Милый Боря! Ты хотел как лучше, да у меня всегда ума было маловато. А главное, я не любила тебя, хотя с тобой мне всегда было интересно. Ты приезжал к нам и после того, как мы с Лёней поженились, даже после рождения дочери. Ты был почему-то уверен, что мы с Лёней разведёмся и ты сможешь на мне жениться...

Осень 1957 года - это поездки на мотоцикле с Лёней за город, даже в Гатчину, в больницу к ещё одному претенденту - Косте Розову, который лежал там после драки и понажовчины. Костя был высоким, широкоплечим голубоглазым блондином. Он был другом моей школьной подруги Лиды Сысоевой и жил в посёлке Пудость под Гатчиной в семье учителей. Новый 1957 год мы встречали у Лиды. С этого Нового года мне Костя не давал проходу, а я от него бегала, пряталась, никогда не соглашалась на приглашения пойти в кино. Жаль, что из-за него мы с Лидой перестали дружить, ибо она сочла, что я "увела", как бычка на верёвочке, её суженого. Осенью 1957 года призвали в армию и Лёню и Костю.
◇ ◇ ◇
Измените исходный текст в отрывке, начиная со слов "Осень 1957 года" и вплоть до слов "Лёню и Костю.": перепишите этот отрывок, заменив "Пудость" на "Тайцы".
◇ ◇ ◇
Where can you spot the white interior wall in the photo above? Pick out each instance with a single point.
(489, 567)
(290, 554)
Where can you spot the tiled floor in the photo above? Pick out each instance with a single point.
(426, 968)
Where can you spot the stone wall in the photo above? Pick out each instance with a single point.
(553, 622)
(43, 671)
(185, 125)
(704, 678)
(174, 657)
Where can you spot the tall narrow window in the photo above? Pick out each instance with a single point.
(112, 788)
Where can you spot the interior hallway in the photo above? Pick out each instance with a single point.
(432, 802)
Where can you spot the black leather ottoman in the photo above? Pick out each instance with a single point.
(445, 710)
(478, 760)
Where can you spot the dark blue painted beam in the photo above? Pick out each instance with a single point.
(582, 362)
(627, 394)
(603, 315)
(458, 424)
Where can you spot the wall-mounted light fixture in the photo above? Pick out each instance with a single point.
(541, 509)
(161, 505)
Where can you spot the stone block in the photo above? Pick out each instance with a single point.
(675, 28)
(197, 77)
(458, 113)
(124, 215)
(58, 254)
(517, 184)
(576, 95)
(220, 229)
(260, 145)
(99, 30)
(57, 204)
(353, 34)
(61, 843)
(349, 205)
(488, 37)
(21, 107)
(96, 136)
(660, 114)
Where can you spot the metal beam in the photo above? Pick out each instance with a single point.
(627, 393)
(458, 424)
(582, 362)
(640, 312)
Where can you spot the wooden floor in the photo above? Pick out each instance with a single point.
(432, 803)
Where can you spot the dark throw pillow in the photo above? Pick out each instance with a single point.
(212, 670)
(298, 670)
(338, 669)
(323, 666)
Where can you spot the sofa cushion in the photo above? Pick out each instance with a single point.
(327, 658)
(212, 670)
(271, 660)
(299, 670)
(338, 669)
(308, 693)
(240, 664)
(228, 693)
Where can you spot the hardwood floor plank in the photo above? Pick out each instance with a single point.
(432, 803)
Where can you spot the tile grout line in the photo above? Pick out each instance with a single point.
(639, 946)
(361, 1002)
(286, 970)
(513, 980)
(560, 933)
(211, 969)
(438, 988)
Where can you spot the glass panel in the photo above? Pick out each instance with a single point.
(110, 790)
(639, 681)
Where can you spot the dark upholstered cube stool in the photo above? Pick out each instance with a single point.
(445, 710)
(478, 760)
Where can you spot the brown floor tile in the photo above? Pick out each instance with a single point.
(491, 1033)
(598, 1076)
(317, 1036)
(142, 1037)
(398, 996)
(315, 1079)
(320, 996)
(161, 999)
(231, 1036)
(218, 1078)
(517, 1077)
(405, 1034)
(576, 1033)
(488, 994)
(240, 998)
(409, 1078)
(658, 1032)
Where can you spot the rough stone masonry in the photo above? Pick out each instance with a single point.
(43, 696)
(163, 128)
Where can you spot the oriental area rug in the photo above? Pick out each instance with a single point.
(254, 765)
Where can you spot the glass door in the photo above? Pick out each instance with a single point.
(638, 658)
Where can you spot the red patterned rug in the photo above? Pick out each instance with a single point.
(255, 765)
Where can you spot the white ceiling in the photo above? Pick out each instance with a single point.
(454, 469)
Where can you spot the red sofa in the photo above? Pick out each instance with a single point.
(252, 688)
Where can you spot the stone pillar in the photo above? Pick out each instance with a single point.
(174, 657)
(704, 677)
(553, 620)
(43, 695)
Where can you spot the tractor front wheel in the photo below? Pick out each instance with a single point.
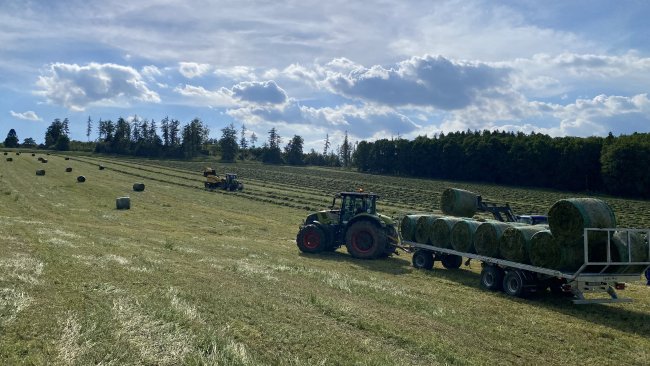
(365, 240)
(311, 239)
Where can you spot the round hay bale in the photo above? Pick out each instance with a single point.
(441, 231)
(458, 202)
(407, 226)
(514, 244)
(462, 236)
(569, 217)
(123, 203)
(487, 236)
(424, 228)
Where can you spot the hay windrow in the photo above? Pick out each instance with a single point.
(458, 202)
(441, 231)
(514, 244)
(462, 236)
(569, 217)
(487, 236)
(424, 228)
(407, 226)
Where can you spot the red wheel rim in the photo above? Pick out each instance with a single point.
(363, 241)
(311, 239)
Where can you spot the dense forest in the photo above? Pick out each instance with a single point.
(616, 165)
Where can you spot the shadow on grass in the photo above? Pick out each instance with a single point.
(392, 265)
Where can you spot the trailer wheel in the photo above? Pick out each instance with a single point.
(513, 284)
(492, 278)
(451, 261)
(422, 259)
(311, 239)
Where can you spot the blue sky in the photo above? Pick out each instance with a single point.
(374, 69)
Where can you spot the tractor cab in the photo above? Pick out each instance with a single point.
(355, 203)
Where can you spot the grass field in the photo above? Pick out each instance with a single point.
(194, 277)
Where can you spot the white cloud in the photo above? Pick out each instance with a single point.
(75, 87)
(28, 116)
(192, 69)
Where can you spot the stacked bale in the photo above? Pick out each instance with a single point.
(424, 229)
(441, 231)
(123, 203)
(515, 242)
(458, 202)
(407, 226)
(487, 236)
(462, 236)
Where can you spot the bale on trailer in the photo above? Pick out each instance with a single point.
(423, 228)
(514, 244)
(441, 231)
(458, 202)
(569, 217)
(123, 203)
(487, 236)
(407, 226)
(462, 236)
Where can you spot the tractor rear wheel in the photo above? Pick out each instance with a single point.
(365, 240)
(311, 239)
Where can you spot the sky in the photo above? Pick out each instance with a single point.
(373, 69)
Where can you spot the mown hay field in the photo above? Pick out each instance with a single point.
(189, 276)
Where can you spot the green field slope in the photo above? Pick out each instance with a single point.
(188, 276)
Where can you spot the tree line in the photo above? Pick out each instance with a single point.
(613, 165)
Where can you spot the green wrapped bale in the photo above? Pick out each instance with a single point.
(458, 202)
(514, 244)
(487, 236)
(441, 231)
(424, 228)
(407, 226)
(462, 236)
(569, 217)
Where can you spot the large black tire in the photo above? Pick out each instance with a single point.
(365, 240)
(422, 259)
(492, 278)
(451, 261)
(513, 284)
(311, 239)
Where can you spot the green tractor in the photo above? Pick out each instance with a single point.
(356, 224)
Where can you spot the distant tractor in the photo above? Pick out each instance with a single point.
(228, 182)
(356, 224)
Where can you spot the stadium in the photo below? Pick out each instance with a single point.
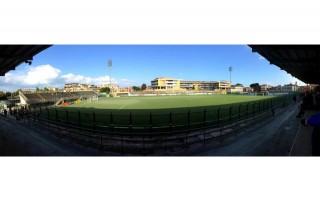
(146, 124)
(168, 119)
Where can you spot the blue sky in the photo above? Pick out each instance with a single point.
(138, 64)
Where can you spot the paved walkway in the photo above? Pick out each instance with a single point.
(274, 137)
(17, 139)
(302, 142)
(278, 136)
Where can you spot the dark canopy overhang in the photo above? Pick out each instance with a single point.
(301, 61)
(12, 56)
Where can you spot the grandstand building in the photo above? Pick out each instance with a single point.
(198, 85)
(165, 83)
(72, 87)
(56, 98)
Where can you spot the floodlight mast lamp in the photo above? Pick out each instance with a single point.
(230, 70)
(110, 66)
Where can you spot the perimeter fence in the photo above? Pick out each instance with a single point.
(152, 133)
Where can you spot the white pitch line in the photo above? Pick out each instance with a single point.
(124, 105)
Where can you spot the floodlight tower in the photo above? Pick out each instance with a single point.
(110, 66)
(230, 70)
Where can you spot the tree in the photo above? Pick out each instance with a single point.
(8, 94)
(256, 87)
(2, 95)
(105, 90)
(135, 88)
(143, 86)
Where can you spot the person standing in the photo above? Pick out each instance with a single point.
(314, 121)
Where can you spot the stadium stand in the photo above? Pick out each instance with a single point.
(55, 97)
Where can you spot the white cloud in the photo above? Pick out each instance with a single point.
(47, 75)
(40, 75)
(43, 75)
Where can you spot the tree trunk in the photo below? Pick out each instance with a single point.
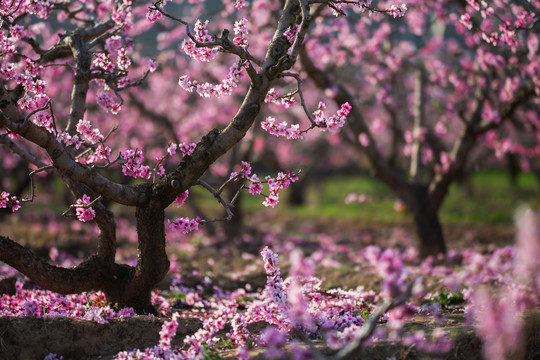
◇ ◇ ◇
• Ответ к заданию:
Осень 1957 года - это поездки на мотоцикле с Лёней за город, даже в Гатчину, в больницу к ещё одному претенденту - Косте Розову, который лежал там после драки и понажовчины. Костя был высоким, широкоплечим голубоглазым блондином. Он был другом моей школьной подруги Лиды Сысоевой и жил в посёлке Тайцы под Гатчиной в семье учителей. Новый 1957 год мы встречали у Лиды. С этого Нового года мне Костя не давал проходу, а я от него бегала, пряталась, никогда не соглашалась на приглашения пойти в кино. Жаль, что из-за него мы с Лидой перестали дружить, ибо она сочла, что я "увела", как бычка на верёвочке, её суженого. Осенью 1957 года призвали в армию и Лёню и Костю.